Isi Tugas - Sebutkan semua tempat di Karanganyar yang menurut cuplikan teks sering didatangi banyak pengunjung.

Cuplikan Teks -
<<<<

Jika berbicara soal candi di Jawa Tengah, biasanya kita otomatis menyebut Borobudur, Atau Prambanan, Ratu Boko, Mendut. Padahal masih banyak lagi candi lain yang ada di Jawa Tengah, misalnya sejarah candi Gedong Songo di Kabupaten Semarang, Kompleks Candi Arjuna di Dataran Tinggi Dieng, dan tidak lupa 3 candi di Karanganyar yaitu Candi Sukuh, Candi Cetho, dan Candi Kethek.
Jika kita main ke Karanganyar pasti kita datang ke tempat yang sering didatangi oleh banyak pengunjung : Grojogan Sewu, Air Terjun Jumong, Taman Ria Balekambang, Perkebunan Teh Kemuning, dst. Padahal di situ terdapat objek wisata yang memiliki arsitektur dan sejarah yang sangat luar biasa, yaitu Candi Sukuh, Candi Cetho, dan Candi Sukuh. Kita akan mengulas tentang sejarah dan arsitektur candi sebagai berikut :
1. Candi Sukuh
Candi Sukuh merupakan salah satu Candi di Karanganyar, tepatnya di lereng barat Gunung Lawu, Dusun Sukuh, Kec. Ngargoyoso, Kab. Karanganyar. Candi Sukuh berhasil ditemukan pada tahun 1815 dalam keadaan sudah runtuh oleh Johnson, pada masa pemerintahan Raffles. Candi Sukuh akhirnya oleh Van der Vlis dan hasil penelitiannya ditulis kedalam sebuah buku berjudul Prove Eener Beschrijten op Soekoeh en Tjeto. Penelitian candi sukuh kemudian dilanjutkan Hoepermans dari tahun 1864-1867 dan dituliskan kedalam buku berjudul Hindoe Oudheiden van Java.
Candi Sukuh merupakan salah satu candi peninggalan agama hindu. Menurut penelitian, candi ini dibangun pada akhir abad ke-15 M. Candi ini cukup berbeda dibandingkan candi Hindu pada umumnya. Bahkan desain Candi Sukuh dianggap telah menyimpang dari kitab pedoman untuk pembuatan bangunan suci bagi agam Hindu. Menurut pedoman, sebuah candi haruslah berbentuk bujur sangkar dan tempat paling suci berada di tengahnya. Penyimpangan pada candi ini diduga pada masa pembuatannya, pengaruh Hindusme di Jawa mulai memudar. Memudarnya pengaruh Hinduisme ternyata menghidupkan kembali kebudayaan pada zaman Megalitikum. Ini terlihat dalam arsitek Candi Sukuh yang memiliki teras berundak. Bentuk bangunan yang berundak merupakan salah satu ciri khas bangunan suci yang dibuat pada masa pra-Hindu. Selain itu pada masa pra-Hindu tempat paling suci akan berada di bagian paling belakang dang paling tinggi.

>>>>

Data tersimpan
<<<<

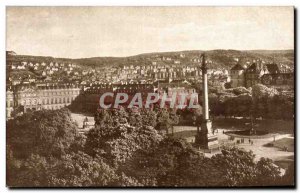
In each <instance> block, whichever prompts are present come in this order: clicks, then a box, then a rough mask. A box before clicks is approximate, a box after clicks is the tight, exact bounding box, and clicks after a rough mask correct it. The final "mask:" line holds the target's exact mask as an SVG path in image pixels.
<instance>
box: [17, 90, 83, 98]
mask: <svg viewBox="0 0 300 193" xmlns="http://www.w3.org/2000/svg"><path fill="white" fill-rule="evenodd" d="M79 93H80V91H50V92H41V93H40V94H39V96H55V95H70V94H74V95H79ZM21 96H22V97H29V96H36V94H35V93H25V94H21Z"/></svg>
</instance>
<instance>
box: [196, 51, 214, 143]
mask: <svg viewBox="0 0 300 193" xmlns="http://www.w3.org/2000/svg"><path fill="white" fill-rule="evenodd" d="M201 58H202V66H201V70H202V97H203V99H202V100H203V101H202V117H203V118H202V123H201V131H200V132H198V133H197V135H196V139H195V143H196V145H197V146H198V147H200V148H202V149H209V147H210V146H211V145H212V144H217V143H218V138H217V136H216V135H214V134H213V132H212V122H211V121H210V119H209V106H208V82H207V81H208V80H207V79H208V78H207V66H206V63H205V55H204V54H202V55H201Z"/></svg>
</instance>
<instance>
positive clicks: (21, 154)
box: [7, 109, 79, 158]
mask: <svg viewBox="0 0 300 193" xmlns="http://www.w3.org/2000/svg"><path fill="white" fill-rule="evenodd" d="M77 129H78V126H77V124H76V123H75V122H73V121H72V119H71V114H70V111H69V110H67V109H61V110H55V111H50V110H42V111H36V112H30V113H25V114H24V115H22V116H20V117H17V118H15V119H13V120H9V121H8V122H7V143H8V145H9V146H10V147H11V149H12V151H13V152H14V156H15V157H16V158H27V157H28V156H30V155H31V154H38V155H41V156H46V157H47V156H56V157H59V156H61V155H63V154H65V153H66V152H67V151H68V148H69V147H70V145H71V144H72V143H73V142H74V139H75V138H76V136H77V135H79V134H78V132H77Z"/></svg>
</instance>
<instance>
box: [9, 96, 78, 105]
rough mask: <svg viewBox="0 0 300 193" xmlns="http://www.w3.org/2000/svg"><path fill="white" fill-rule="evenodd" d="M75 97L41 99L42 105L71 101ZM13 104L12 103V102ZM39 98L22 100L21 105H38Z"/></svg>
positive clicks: (68, 102)
mask: <svg viewBox="0 0 300 193" xmlns="http://www.w3.org/2000/svg"><path fill="white" fill-rule="evenodd" d="M74 99H75V97H67V98H47V99H44V98H43V99H41V103H40V104H41V105H48V104H65V103H71V102H72V101H73V100H74ZM11 104H12V103H11ZM36 104H37V99H27V100H23V101H22V102H21V105H36Z"/></svg>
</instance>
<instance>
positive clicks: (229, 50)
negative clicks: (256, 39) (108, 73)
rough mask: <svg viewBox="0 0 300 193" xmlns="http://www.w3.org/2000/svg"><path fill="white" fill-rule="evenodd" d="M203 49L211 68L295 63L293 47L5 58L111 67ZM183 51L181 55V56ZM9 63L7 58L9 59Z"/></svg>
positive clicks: (9, 57) (194, 53)
mask: <svg viewBox="0 0 300 193" xmlns="http://www.w3.org/2000/svg"><path fill="white" fill-rule="evenodd" d="M203 52H205V53H206V57H207V60H210V61H212V62H211V63H210V64H209V65H210V66H209V67H210V68H225V69H229V68H231V67H232V66H233V65H234V64H235V63H236V59H239V60H241V61H242V62H245V63H246V62H250V63H251V62H252V61H253V60H256V59H261V60H264V61H266V62H273V61H274V62H276V63H284V64H286V65H288V66H291V67H293V66H294V50H243V51H241V50H209V51H201V50H189V51H176V52H157V53H145V54H139V55H135V56H128V57H93V58H79V59H70V58H54V57H50V56H29V55H11V56H9V57H7V61H11V62H13V63H18V62H22V61H26V62H32V63H36V62H39V63H41V62H46V63H49V62H58V63H62V62H63V63H76V64H79V65H80V66H82V67H83V68H89V67H93V68H97V67H111V66H123V65H150V64H151V62H152V61H158V60H159V64H168V63H172V62H173V61H174V60H179V61H180V65H188V64H191V63H192V62H191V59H193V58H196V57H199V55H200V54H201V53H203ZM180 54H184V55H185V56H184V57H180ZM162 57H170V58H172V61H161V60H160V59H161V58H162ZM8 63H9V62H8Z"/></svg>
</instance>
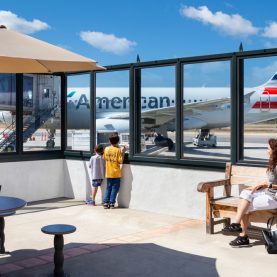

>>>>

Soal Terjawab -
- Grojogan Sewu
- Air Terjun Jumong
- Taman Ria Balekambang
- Perkebunan Teh Kemuning